> _WHAT TO DO_:
**A)** List every element that the obesity passage groups under the external agent in its triad.
**B)** According to the obesity passage, how many calories and how much sugar are in a 20 ounce bottle of Tropicana's Tropical Fruit Fury Twister?
**C)** Continue the obesity epidemic passage from the point where it stops.

> _TEXT_:
[Start of section]

It takes a lot of streams and currents to collide and become an epidemic. For example, an infectious disease like the flu requires some combination of three things: an external agent (the virus), a host (you or me), and an environment eager to connect us (the guy with a cough on your flight). This is called an epidemiological triad.
A similar triad has been applied to obesity. The external agent includes the separate elements of increased portion sizes, technologically driven lifestyle changes that require less movement, and the 24/7 availability of fast and convenience foods. As hosts, this time we do more than breathe in when we're in the wrong place at the wrong time. Lack of education about good nutrition and/or basic cooking skills, health-positive behaviors, and human physiology; lack of adequate exercise, and lack of a sense of responsibility and forethought about health all contribute to the epidemic. The environmental factors that connect the "virus" to the "host" stem from the systematic support of the problem -- including political, economic and social influences.* And like a virus, obesity can be "caught," because we mirror the activities of those around us. In other words, it's contagious.
How do we stop the epidemic? We take control back. We use the equivalent of hand-sanitizer inside the shopping cart when we go to the supermarket, and eliminate processed foods, sugary cereals, and sweetened beverages. We read labels and learn, for example, that a 20 ounce bottle of something that sounds reasonably "healthy," like Tropicana's Tropical Fruit Fury Twister, has 340 calories and 64 grams of sugar, and leave that particular virus on the shelf. We drink tap water. We get back to the kitchen and make the effort to cook simple things, so we can eat real food. States with high rates of fruit and vegetable consumption have low rates of obesity -- it can't be any clearer than that -- so we buy and consume more fresh produce. We vote with our pocket books and avoid fast food, and if we have to eat at a fast food place, we eat a salad.

[End of section]

> _INFORMATION PROVIDED_:
[Start of section]

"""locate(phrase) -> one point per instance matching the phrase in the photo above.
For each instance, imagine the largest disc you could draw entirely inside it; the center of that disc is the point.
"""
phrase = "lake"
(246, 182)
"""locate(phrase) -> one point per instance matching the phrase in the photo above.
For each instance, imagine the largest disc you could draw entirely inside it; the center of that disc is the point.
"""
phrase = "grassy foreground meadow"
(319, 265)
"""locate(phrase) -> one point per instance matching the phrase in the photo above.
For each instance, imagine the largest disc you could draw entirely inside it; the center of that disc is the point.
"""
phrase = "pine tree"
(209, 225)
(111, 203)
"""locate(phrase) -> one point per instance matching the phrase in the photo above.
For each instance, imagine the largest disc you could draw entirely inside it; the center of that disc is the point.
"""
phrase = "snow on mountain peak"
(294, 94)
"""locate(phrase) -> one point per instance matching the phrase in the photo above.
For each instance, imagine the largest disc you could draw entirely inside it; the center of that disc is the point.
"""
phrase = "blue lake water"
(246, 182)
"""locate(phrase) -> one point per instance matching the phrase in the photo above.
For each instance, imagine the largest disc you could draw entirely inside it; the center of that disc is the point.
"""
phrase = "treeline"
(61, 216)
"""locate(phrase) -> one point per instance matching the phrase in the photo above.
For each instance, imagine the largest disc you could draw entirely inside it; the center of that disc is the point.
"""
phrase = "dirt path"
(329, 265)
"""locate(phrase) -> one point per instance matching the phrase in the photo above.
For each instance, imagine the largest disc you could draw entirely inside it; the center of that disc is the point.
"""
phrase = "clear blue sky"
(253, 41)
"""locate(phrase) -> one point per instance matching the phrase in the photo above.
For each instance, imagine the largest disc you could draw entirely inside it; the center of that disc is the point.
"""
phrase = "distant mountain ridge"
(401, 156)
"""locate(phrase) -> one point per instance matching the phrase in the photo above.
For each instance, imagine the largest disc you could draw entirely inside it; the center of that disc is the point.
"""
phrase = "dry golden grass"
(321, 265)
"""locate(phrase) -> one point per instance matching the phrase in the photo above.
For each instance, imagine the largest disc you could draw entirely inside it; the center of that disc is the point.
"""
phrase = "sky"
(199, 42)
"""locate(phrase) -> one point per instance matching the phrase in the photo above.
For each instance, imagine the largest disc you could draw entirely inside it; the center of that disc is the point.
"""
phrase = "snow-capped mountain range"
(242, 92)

[End of section]

> _ACTIVITY ANSWERS_:
**A)**
- Increased portion sizes
- Technologically driven lifestyle changes that require less movement
- The 24/7 availability of fast and convenience foods

**B)** 340 calories and 64 grams of sugar.

**C)**
We put an end to being perfect hosts by demanding our kids get good quality physical education in school, and we keep moving ourselves. We insist on wholesome school lunches, and teach our kids right from wrong when it comes to food. We set a good example by what we eat ourselves. We fight to eliminate the "food deserts" prevalent in poorer urban areas, so everyone has reasonable access to healthy ingredients. We spend a greater portion of our money on quality food, and less on unnecessary objects like the latest video game or flat screen. If we live in a state that hasn't passed a sugar sweetened beverage tax, and 18 have not, we're vocal about demanding to know why.
We have to take control of the unhealthy environmental factors too. Because we're not just fighting our own appetites and ingrained habits, we're also battling pervasive Big Food, Big Pharma, and Big Weight Loss, with their Big Budgets. They're the major environmental links between virus and host, but they'll stop selling if we stop buying.
Next year the nation's report card on obesity can be even worse, it can plateau, or it can begin to reverse itself. It will take more than a village, it will take every single one of us to be part of the solution and to turn the obesity triad into a straight line heading downhill.
* For a more complete explanation of the obesity triad, see: Hu, Frank B., ed. Obesity Epidemiology, New York: Oxford University Press, 2008.